### Stated exercise
Copy out all of the material exactly as presented.

### Stored data
******

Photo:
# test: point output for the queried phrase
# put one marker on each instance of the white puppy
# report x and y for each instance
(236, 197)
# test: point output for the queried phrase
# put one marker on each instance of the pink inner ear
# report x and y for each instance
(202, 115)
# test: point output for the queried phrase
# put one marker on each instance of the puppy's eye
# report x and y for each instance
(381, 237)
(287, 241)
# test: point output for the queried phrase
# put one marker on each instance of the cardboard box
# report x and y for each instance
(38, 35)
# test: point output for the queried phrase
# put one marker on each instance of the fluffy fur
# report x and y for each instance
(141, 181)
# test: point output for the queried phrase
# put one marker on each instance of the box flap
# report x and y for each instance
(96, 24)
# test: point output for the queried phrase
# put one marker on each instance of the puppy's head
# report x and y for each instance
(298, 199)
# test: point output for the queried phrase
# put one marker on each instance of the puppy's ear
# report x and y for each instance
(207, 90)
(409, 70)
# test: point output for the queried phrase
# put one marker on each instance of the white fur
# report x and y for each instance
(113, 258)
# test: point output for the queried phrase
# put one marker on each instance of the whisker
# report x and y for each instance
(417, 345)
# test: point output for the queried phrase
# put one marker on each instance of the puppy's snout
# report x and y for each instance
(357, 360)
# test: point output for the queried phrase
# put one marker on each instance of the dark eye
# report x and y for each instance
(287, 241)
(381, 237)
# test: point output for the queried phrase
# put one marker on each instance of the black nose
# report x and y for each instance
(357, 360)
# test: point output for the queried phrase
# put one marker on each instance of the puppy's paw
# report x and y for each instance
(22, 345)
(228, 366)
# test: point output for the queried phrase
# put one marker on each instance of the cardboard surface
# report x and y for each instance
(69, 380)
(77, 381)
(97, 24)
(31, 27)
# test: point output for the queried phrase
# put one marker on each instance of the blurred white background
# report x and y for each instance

******

### Result below
Photo:
# test: point output for the queried phrase
# put one marker on each instance of the white puppy
# report x and y for each instance
(236, 197)
# test: point output for the queried phrase
# put one marker on each instance of the pink inner ear
# report x and y for each instance
(202, 115)
# test: point output for the queried phrase
# put one marker on each instance of the puppy's eye
# report x and y for each instance
(381, 237)
(287, 241)
# test: point output for the queried phrase
# put one marker on each instance of the cardboard box
# report x and y for each instance
(38, 35)
# test: point output for the queried phrase
# put one marker on each instance of the fluffy fur
# report x and y for each instance
(141, 181)
# test: point output for the queried phrase
# put one marker on each instance of the box flap
# report x and y for each instance
(96, 24)
# test: point output for the queried phrase
# put one marker on each instance of the puppy's head
# report x and y for each instance
(298, 199)
# test: point output for the queried phrase
# put one marker on each instance of the puppy's ear
# report x and y for each instance
(207, 90)
(409, 70)
# test: point output for the queried phrase
# put one marker on each instance of the white fur
# report x and y for each instance
(113, 258)
# test: point output for the queried phrase
# put one marker on each instance of the whisker
# report x and y for each instance
(417, 345)
# test: point output for the queried phrase
# put one marker on each instance of the puppy's snout
# report x and y for each instance
(357, 360)
# test: point output for the queried phrase
# put one marker on each instance of the dark eye
# report x and y for each instance
(287, 241)
(381, 237)
# test: point output for the queried phrase
# put one marker on each instance of the black nose
# report x and y for each instance
(357, 360)
# test: point output for the queried phrase
# put one marker on each instance of the puppy's paw
# report x and y for each instance
(22, 345)
(228, 366)
# test: point output for the queried phrase
# put one marker on each instance of the cardboard surface
# report x and y for each instance
(69, 380)
(77, 381)
(97, 24)
(31, 27)
# test: point output for the queried phrase
# put one marker on each instance of the blurred white background
# report x and y for each instance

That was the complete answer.